## Texte fourni
──────────
Les Etats-Unis- qui n’ont importé que 3,7% des 12 millions d’esclaves dénombrés dans les colonies- sont souvent présentés comme le parangon historique d’une société esclavagiste. Est-ce bien le cas?

Dès le XVIIIe siècle, les colonies britanniques de l’Est de l’Amérique du Nord importent un grand nombre d’esclaves d’Afrique, mais aussi de Jamaïque et de la Barbade. Vers 1760, les colonies de New York et du New Jersey comptent, par exemple, 27’000 esclaves, soit 10% de la population, mais rapidement des différences s’établissent entre le Nord et le sud du pays. Suite à la déclaration d’indépendance en 1776, les Etats du Nord abolissent progressivement l’esclavage, alors qu’il occupe une position de plus en plus centrale dans l’organisation sociale et économique du Sud. En particulier après le développement des plantations de coton – matière ensuite exploitée dans les industries de filature et de textile du Nord –, qui supplante progressivement la production de sucre, de tabac ou de riz.
Mais il y a une grande différence entre le modèle de la grande plantation esclavagiste sucrière existant dans les Antilles, à Cuba ou au Brésil, où les planteurs calculaient qu’il était plus rentable d’exploiter à mort des Africains esclavisés pour les remplacer par d’autres environ tous les sept ans, et les plantations plus petites du Sud des Etats-Unis où les planteurs utilisaient en général des familles esclavisées génération après génération: les propriétaires étasuniens ont ainsi réussi à quadrupler leur main-d’œuvre par autoreproduction entre 1790 et 1850, presque sans importer de nouveaux esclaves du fait de l’interdiction de la traite atlantique par les Etats-Unis en 1808.

La France décrète l’abolition de l’esclavage en 1794 suite à la révolution française, puis elle le restaure sous Napoléon avant de l’éliminer définitivement pendant la Révolution de 1848. Comment expliquer ces changements?

Là aussi, parce que les droits proclamés en 1794 ne sont pas définitivement acquis. Même si certains révolutionnaires étaient opposés à l’esclavage, l’abolitionnisme ne devient jamais un grand mouvement populaire en France. La France commence par l’abolir à Saint-Domingue en 1793 (où en 1791 la révolte massive des esclaves de la Plaine du Nord avait détruit une partie de la colonie) pour pouvoir mobiliser les hommes esclavisés contre les tentatives d’invasion de la Grande Bretagne. En 1794, l’Assemblée nationale décrète la fin de l’esclavage, appliquée à Saint-Domingue, la Guadeloupe et la Guyane, mais pas à Sainte-Lucie, Tobago et la Martinique, occupées par les Britanniques appuyés par les planteurs. En 1802, trois ans après son coup d’Etat et suite à l’accord de paix d’Amiens, Napoléon Bonaparte récupère la Martinique et cherche à rétablir le régime colonial français de l’Ancien Régime en outre-mer, en particulier l’esclavage. Pour supprimer toute révolte des affranchis contre cette réimposition de l’esclavage, Napoléon envoie des expéditions militaires à Saint- Domingue et en Guadeloupe. Il réussira à rétablir l’esclavage dans cette dernière au prix d’un conflit qui coûtera la vie à dix pour cent de la population. Mais à Saint-Domingue, où l’esprit de révolte de 1791 est toujours vif, l’armée française fait face à une résistance si puissante qu’elle est vaincue à Vertières fin 1793. C’est la première défaite napoléonienne, qui correspond à l’indépendance d’Haïti, nation noire libérée de l’esclavage.
──────────
## Consigne 1
Répondez aux questions suivantes d'après le texte sur l'esclavage.
(a) Vers 1760, combien d'esclaves comptent les colonies de New York et du New Jersey ?
(b) En quelle année les États-Unis interdisent-ils la traite atlantique ?
(c) Quelle part de la population de la Guadeloupe le rétablissement de l'esclavage y coûte-t-il ?
## Consigne 2
Rédigez la suite du texte sur l'esclavage en reprenant après sa dernière phrase.

## Données fournies
──────────
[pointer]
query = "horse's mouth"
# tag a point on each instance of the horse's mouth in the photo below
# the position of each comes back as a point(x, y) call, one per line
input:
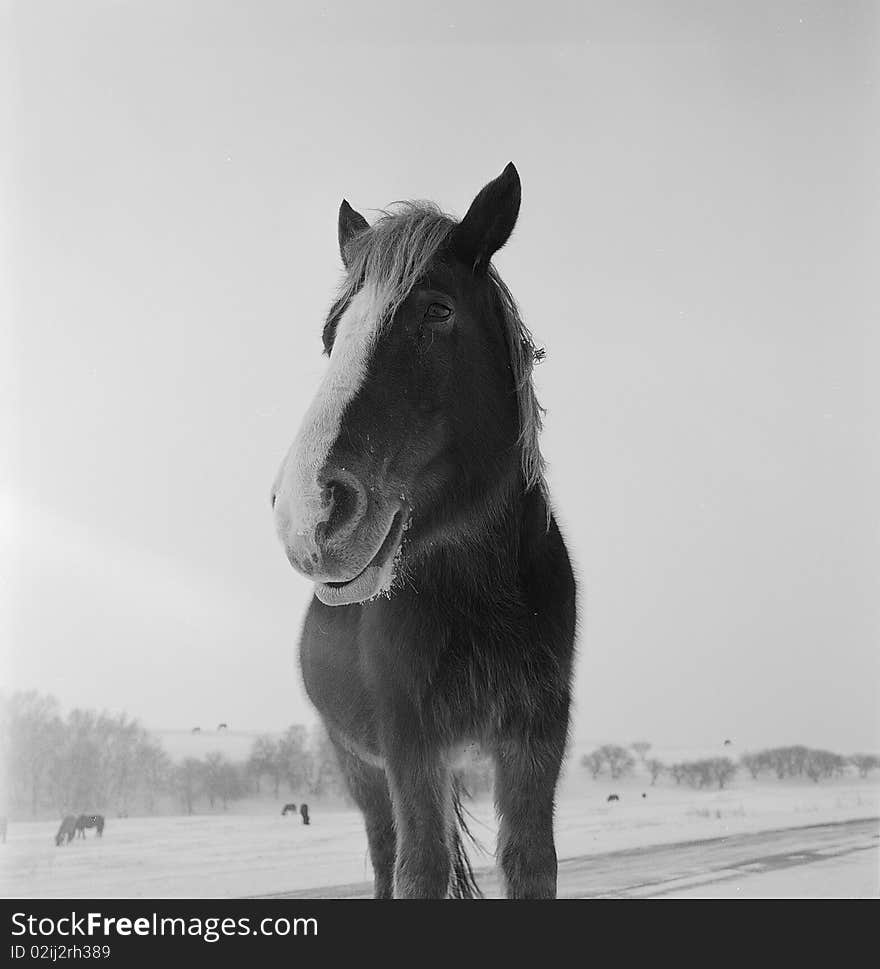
point(375, 578)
──────────
## Réponse finale 1
(a) Elles comptent 27 000 esclaves, soit 10 % de la population.
(b) Ils l'interdisent en 1808.
(c) Il coûte la vie à dix pour cent de la population.

## Réponse finale 2
Dans les autres colonies françaises, l’esclavage est réimposé manu militari et renforcé par la traite négrière, jusqu’à ce qu’en 1848, dans l’effervescence de la IIe République et sous l’impulsion de Victor Schœlcher, l’esclavage soit définitivement aboli, avec dédommagement des planteurs, mais sans aide pécuniaire ni distribution de terres pour les esclaves émancipés.

La fin de l’esclavage aux Amériques ne comble pas toutes les promesses. Pourquoi?

Les décrets d’émancipation générale apparaissent à partir de 1833, au moment où l’Europe relance la colonisation de l’Afrique sur la base de théories racistes. Au Brésil, qui abolit l’esclavage en 1888, et dans la plupart de l’Amérique latine, l’idéologie positiviste d’Ordre et de Progrès dans le der- nier quart du XIXe siècle est aussi profondément raciste. Elle considère les Indiens, les métisses et les non-blancs comme inférieurs et à l’origine du retard de l’Amérique latine par rapport aux Etats-Unis. Dans le Sud des Etats-Unis, la fin de l’esclavage coïncide avec l’émergence du suprématisme blanc, symbolisé par le Ku Klux Klan.
Il faut aussi relever que suite aux décrets d’émancipation générale, aucun gouvernement n’aidera les anciens esclaves financièrement ou par des distributions de terre, par exemple, mais presque tous dédommageront les propriétaires, petits et grands, de la perte de leurs propriétés humaines. Aucune réforme agraire ne sera menée, ce qui contribuera au maintien de la structure sociale jusqu’à aujourd’hui, notamment dans les Antilles françaises, où la suprématie des békés (habitants blancs créoles de Martinique ou de Guadeloupe, descendants des premiers colons français) continue de peser sur le reste de la population.
Le discours de l’abolition se limite généralement à dire à l’ancien esclave qu’il ou elle est dorénavant libre et égal en droits et devoirs, et que s’il ne par- vient pas à améliorer sa condition, ce serait de son fait—pire, en raison de sa supposée infériorité raciale.

Suite aux violences policières aux Etats-Unis, de nombreuses manifestations de Black Lives Matter ont eu lieu pour dénoncer l’impunité des forces de police, mais aussi déboulonner des statues d’esclavagistes. Votre réaction?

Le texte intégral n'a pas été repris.